→ **SELECTED EXTRACT**
>>>

Sunday, February 6, 2011

Back to Africa

One of the gladdest moments in human life, methinks, is the departure upon a distant journey into unknown lands. Shaking off with one mighty effort the fetters of Habit, the leaden weight of Routine, the cloak of many Cares and the slavery of Home, one feels once more happy. The blood flows with the fast circulation of childhood... A journey, in fact, appeals to Imagination, to Memory, to Hope, -the three sister graces of our moral being.
- Sir Richard Francis Burton



I always find it a thrill to come back to a country I haven't seen in some years.

Two years back Addis Ababa, Ethiopia was my sanctuary after having fled Cairo, a city I view with extreme distaste and whose charm and allure has changed little since rioters began burning down half the city in recent days. Consequently I immediately fell in love with Addis, a city with tasty food, good beer, beautiful women, friendly inhabitants, and tree-lined boulevards. Sure, the smog was still pretty bad, the touts (Swahili, meaning "tick" . . . usually teenage boys trying to rip off tourists) insufferable, and the tap water sometimes a disconcerting color of red. But after Cairo it was a God-send.

Later on Addis was my stop after leaving Somaliland, a infinitely better experience than Cairo but still a place where I had lost twenty-five pounds in a month and a half. Addis, with its cheap food, was a brief stop for me to gain back a few pounds before continuing onward into the southern deserts.

This time, I viewed the city through the lens of someone just having left America. While it is wonderful to be back I realized quickly that I had neglected to steal myself for the this-is-Africa, inshallah, chaotic lifestyle that had seemed so natural by the end of my last trip to the continent. Africa is Africa and no matter how much I like somewhere here it is still wildly different from the comparitvely calm lifestyle in the US. My first day, dodging careening cars, avoiding the prostitutes and hearing "ferengi!" - a rather insulting term for "foreigner" - screamed at me by children everywhere, served as something of a shock to my system.

Fortunately it took only that first day to turn my mind around about the place. I remembered oddly specific directions around the city ( “ . . . turn right at the second Oil Libya . . .) and wandered to some of my old restaurants. I relaxed and read, chatted with other backpackers, got a little sunburned, and made some friends amongst the locals. I dove right into drinking tapwater but surprisingly got few results, my body evidently keeping any immunities it needed from the last time around. The food was likewise easy on me and that alone tempted me to stay a bit longer, but I was anxious to get to Somaliland.

I've made little secret in recent months over my hopes for this trip, one that will hopefully combine both business and pleasure. The recent riots have ensured my planned trip to Yemen is a no-go and a decision by the Somaliland Liason Office's in Addis to only grant me a single-entry visa has also nixed my Kenya plans; consequently my tentative schedule says that the next three months will be in Somaliland, the autonomoius enclave of northern Somalia.

<<<

→ **PROBLEM DESCRIPTION**
In two sentences, summarize the travel post titled "Back to Africa."

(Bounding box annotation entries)

>>>

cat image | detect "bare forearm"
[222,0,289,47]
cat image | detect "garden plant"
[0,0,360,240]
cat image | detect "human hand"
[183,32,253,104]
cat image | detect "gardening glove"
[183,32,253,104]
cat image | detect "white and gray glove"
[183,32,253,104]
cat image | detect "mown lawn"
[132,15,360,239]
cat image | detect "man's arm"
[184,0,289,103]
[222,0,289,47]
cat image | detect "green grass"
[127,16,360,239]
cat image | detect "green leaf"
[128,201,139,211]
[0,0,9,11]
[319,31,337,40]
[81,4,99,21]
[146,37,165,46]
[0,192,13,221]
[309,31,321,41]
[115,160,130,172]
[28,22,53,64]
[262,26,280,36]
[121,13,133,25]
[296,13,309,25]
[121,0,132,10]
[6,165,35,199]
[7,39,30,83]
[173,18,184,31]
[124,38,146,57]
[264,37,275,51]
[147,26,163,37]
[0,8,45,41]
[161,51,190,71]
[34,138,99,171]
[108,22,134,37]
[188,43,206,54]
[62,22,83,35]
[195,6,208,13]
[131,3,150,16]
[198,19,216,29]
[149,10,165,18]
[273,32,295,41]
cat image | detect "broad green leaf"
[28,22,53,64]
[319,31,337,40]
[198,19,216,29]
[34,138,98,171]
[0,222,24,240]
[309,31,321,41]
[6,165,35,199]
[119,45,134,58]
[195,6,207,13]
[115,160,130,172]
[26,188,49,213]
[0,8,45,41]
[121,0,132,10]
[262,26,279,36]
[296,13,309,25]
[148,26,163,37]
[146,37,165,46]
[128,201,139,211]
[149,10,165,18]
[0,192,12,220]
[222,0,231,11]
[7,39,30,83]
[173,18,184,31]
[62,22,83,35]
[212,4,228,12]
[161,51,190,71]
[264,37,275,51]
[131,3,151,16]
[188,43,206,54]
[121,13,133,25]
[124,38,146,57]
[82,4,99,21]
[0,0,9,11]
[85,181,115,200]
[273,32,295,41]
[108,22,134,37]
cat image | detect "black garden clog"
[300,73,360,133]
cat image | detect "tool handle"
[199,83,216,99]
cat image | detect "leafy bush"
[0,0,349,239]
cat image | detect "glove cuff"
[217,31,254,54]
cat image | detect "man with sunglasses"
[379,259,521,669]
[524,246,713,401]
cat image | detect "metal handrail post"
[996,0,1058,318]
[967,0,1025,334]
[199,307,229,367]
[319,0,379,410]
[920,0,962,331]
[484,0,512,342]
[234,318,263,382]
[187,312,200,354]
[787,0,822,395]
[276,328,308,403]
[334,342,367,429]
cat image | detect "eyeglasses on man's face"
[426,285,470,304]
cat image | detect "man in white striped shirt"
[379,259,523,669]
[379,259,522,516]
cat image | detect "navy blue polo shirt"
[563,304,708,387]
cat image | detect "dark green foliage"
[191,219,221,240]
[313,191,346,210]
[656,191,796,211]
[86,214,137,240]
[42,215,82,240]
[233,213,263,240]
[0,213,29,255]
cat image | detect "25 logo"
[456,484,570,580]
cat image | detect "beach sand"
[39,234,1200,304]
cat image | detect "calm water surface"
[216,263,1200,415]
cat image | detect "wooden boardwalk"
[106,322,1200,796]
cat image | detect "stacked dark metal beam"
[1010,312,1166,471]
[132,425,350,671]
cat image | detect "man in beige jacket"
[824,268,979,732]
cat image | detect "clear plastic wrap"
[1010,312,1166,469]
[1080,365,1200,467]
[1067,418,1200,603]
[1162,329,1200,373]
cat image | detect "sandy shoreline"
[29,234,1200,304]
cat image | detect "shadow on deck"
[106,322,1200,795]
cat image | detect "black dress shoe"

<<<

→ **WORKED SOLUTION**
Back in Addis Ababa after some years away and fresh from America, the writer was jolted on the first day by careening cars, prostitutes, and children shouting "ferengi!" but needed only that day to come around, revisiting old restaurants, making friends, and handling the tap water and food with little trouble. With Yemen ruled out by riots and Kenya ruled out by a single-entry visa, the writer's tentative schedule now puts the next three months in Somaliland.